▸ **练习题目**: 将下面这篇排序算法笔记中从“显然快速排序有随机性,出现随”到“有了桶排序。下面来看个例子。”的一段原样抄写下来。

▸ **阅读文本**:
· · · · · · ·

课程地址:https://www.icourse163.org/course/ZJU-93001
笔记中图片均来自此mooc中讲义。

这周接着上周又补充了一些排序算法,这里继续回顾下。

Part1:回顾

1.快速排序

快速排序的思路是这样的,首先选取一个pivot(枢轴元素),然后将待排数组分为两部分,小于pivot的元素,大于pivot的元素,小于pivot的元素放在pivot元素的前面,大于pivot的元素放在pivot后面,然后对小于pivot的元素和大于pivot的元素分别再采取这个方式处理,具体过程如下:


显然快速排序有随机性,出现随机性的原因是pivot的选取缘故,这里来看个最坏的情形。

为了避免这种情形,老师建议取头,中,尾元素的中位数作为pivot。这里老师还提到在小规模数据时,快速排序可能还不如插入排序,所以老师提出如下解决方案:

2.表排序

在对很庞大的结构排序时,交换两个元素的时间和空间都是很大的,如果使用之前的算法效果会不好,所以就有了表排序这种间接排序。表排序的意思构造指针数组,排序时不交换元素本身,只交换指向元素的指针来排序,可以参考下面一个图来理解:

这里的意思是根据key来排序,可以看到table的第一个指针指向A[3],因为它的key为a,可以看到table的第二个指针指向A[5],因为它的key为b,其余的元素同理。

3.基数排序

之前考虑的问题对于待排元素的值没有任何限制,这里考虑待排元素的值有限的情况,就有了桶排序。下面来看个例子。

这里分数只有101种可能,所以构造101个桶,每个桶中放入对应分数的元素,可以看到这种排序的时间复杂度是线性的,比之前直接排序效果要好很多。但这里又有一个问题,如果桶太多,而待排元素较少的时候怎么办呢?如果直接采用桶排序效果肯定不太好,所以就有了基数排序。来看个例子。

这里的思路是首先对个位数排序,然后对十位排序,最后对百位排序,可以看到这样比直接使用桶排序效果要好很多。

基数排序可以应用在多关键字排序,例如扑克牌的排序。

4.各种排序算法的比较

Part2:作业

  • 作业1

10-排序4 统计工龄(20 分)
给定公司N名员工的工龄,要求按工龄增序输出每个工龄段有多少员工。

输入格式:
输入首先给出正整数N(≤100000 ),即员工总人数;随后给出N个整数,即每个员工的工龄,范围在[0, 50]。

输出格式:
按工龄的递增顺序输出每个工龄的员工个数,格式为:“工龄:人数”。每项占一行。如果人数为0则不输出该项。

输入样例:
8
10 2 0 5 7 2 5 2

输出样例:
0:1
2:3
5:2
7:1
10:1

很基础,直接构造51个桶,遍历之后对对应的桶值加1即可。

#include <stdio.h>

int main(){
	//年龄的桶 
	int a[51]={0};
	
	//记录循环次数 
	int n;
	scanf("%d",&n);
	
	//记录年龄 
	int x;
	for(int i=0;i<n;i++){
		scanf("%d",&x);
		a[x]++;
	}
	
	for(int i=0;i<51;i++){
		if(a[i]!=0){
			printf("%d:%d\n",i,a[i]);
		}
	}
	
	return 0;
}
  • 作业2

10-排序5 PAT Judge(25 分)

· · · · · · ·

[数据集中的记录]
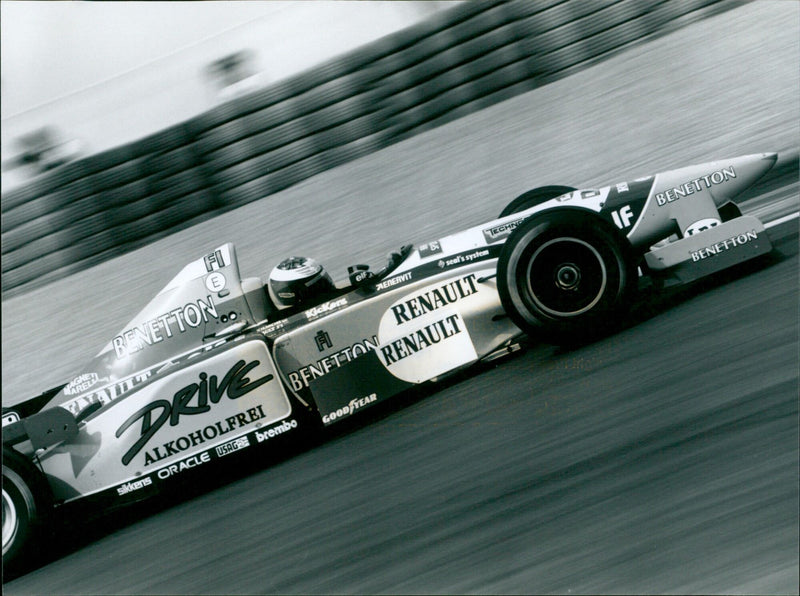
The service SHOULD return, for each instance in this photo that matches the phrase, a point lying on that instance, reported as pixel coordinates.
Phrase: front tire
(566, 277)
(25, 510)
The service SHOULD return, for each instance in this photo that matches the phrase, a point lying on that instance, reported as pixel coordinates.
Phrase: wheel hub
(568, 276)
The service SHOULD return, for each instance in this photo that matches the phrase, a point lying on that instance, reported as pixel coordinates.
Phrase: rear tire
(534, 197)
(566, 277)
(26, 508)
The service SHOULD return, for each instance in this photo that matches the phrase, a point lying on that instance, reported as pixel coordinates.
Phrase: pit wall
(457, 62)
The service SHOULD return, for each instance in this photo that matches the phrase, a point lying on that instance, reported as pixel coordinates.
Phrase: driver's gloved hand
(359, 274)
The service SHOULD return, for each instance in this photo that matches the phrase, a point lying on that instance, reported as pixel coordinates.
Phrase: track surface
(662, 459)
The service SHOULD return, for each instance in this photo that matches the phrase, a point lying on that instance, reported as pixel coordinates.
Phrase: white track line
(782, 219)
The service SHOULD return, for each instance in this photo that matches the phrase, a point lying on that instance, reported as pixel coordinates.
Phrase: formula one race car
(216, 364)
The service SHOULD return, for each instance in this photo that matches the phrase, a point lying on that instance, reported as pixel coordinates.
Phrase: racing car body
(210, 367)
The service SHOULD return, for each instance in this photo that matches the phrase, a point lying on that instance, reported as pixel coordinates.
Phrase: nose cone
(723, 179)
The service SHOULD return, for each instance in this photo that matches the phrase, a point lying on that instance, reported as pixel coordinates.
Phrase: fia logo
(214, 261)
(323, 340)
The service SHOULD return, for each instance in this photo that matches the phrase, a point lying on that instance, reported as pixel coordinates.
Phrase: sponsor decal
(208, 433)
(435, 298)
(231, 446)
(393, 281)
(497, 233)
(156, 330)
(725, 245)
(216, 281)
(693, 186)
(183, 465)
(431, 248)
(129, 487)
(463, 258)
(300, 378)
(270, 433)
(10, 418)
(325, 308)
(81, 383)
(702, 226)
(350, 408)
(323, 340)
(424, 334)
(209, 391)
(214, 261)
(421, 339)
(105, 395)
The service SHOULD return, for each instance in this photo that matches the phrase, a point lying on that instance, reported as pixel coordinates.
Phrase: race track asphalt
(662, 459)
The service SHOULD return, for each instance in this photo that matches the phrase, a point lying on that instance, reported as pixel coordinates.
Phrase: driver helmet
(296, 280)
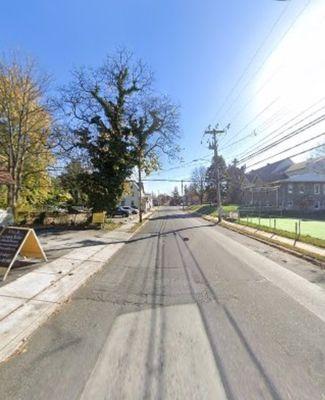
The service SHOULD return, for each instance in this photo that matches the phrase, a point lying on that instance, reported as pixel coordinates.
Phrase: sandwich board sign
(15, 241)
(99, 218)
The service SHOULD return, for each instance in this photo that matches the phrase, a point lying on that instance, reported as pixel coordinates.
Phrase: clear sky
(197, 48)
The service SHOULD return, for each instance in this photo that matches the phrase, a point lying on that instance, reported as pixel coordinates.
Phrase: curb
(273, 243)
(308, 257)
(35, 311)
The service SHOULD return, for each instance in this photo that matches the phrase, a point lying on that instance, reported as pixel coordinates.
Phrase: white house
(132, 198)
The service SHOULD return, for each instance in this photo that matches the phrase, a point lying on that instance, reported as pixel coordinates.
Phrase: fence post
(296, 233)
(299, 228)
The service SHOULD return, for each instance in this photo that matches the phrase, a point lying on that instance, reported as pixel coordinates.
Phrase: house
(132, 197)
(287, 186)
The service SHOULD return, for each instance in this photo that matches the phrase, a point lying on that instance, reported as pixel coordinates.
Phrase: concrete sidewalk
(305, 247)
(268, 235)
(29, 300)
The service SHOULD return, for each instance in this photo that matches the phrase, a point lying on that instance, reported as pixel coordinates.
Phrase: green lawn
(308, 227)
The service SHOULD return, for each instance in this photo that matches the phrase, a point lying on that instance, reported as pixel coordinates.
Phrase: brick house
(287, 186)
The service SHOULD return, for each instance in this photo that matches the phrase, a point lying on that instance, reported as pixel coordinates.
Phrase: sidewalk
(28, 301)
(267, 236)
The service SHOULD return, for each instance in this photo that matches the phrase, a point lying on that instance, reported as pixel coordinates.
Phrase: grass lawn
(308, 227)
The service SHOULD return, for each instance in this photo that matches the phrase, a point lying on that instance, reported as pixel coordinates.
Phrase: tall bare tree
(118, 122)
(155, 131)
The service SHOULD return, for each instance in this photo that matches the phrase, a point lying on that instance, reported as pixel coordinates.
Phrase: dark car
(120, 211)
(132, 210)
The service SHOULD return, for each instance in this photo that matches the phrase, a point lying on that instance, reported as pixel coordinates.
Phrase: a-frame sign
(15, 241)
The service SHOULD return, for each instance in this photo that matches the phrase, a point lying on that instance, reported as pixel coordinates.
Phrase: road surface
(185, 310)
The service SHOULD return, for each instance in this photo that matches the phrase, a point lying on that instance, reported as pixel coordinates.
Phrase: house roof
(5, 178)
(270, 172)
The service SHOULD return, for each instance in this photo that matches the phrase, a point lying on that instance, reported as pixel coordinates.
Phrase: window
(289, 204)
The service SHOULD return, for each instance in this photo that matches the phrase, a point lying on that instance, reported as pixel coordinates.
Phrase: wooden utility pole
(213, 145)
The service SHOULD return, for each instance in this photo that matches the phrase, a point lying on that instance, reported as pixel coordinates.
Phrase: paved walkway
(28, 301)
(267, 235)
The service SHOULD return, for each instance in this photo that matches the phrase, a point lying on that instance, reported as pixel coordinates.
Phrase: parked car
(120, 211)
(78, 209)
(131, 209)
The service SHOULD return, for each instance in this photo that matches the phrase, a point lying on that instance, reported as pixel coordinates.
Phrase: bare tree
(97, 106)
(155, 131)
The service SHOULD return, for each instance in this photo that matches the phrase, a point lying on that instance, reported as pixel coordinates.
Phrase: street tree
(25, 130)
(71, 181)
(97, 104)
(176, 198)
(155, 131)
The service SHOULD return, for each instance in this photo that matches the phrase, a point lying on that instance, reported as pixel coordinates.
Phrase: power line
(278, 43)
(285, 138)
(288, 149)
(257, 146)
(246, 69)
(252, 120)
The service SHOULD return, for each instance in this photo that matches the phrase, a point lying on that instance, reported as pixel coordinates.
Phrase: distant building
(132, 198)
(287, 186)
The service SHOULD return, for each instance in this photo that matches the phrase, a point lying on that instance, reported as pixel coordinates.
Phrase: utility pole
(213, 145)
(182, 194)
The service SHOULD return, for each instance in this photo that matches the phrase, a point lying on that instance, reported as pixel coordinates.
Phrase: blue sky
(196, 48)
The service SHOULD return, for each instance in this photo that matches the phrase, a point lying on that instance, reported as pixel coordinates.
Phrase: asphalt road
(185, 310)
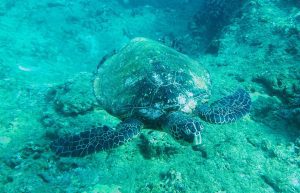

· · · · · · ·

▸ **解答**:
显然快速排序有随机性,出现随机性的原因是pivot的选取缘故,这里来看个最坏的情形。

为了避免这种情形,老师建议取头,中,尾元素的中位数作为pivot。这里老师还提到在小规模数据时,快速排序可能还不如插入排序,所以老师提出如下解决方案:

2.表排序

在对很庞大的结构排序时,交换两个元素的时间和空间都是很大的,如果使用之前的算法效果会不好,所以就有了表排序这种间接排序。表排序的意思构造指针数组,排序时不交换元素本身,只交换指向元素的指针来排序,可以参考下面一个图来理解:

这里的意思是根据key来排序,可以看到table的第一个指针指向A[3],因为它的key为a,可以看到table的第二个指针指向A[5],因为它的key为b,其余的元素同理。

3.基数排序

之前考虑的问题对于待排元素的值没有任何限制,这里考虑待排元素的值有限的情况,就有了桶排序。下面来看个例子。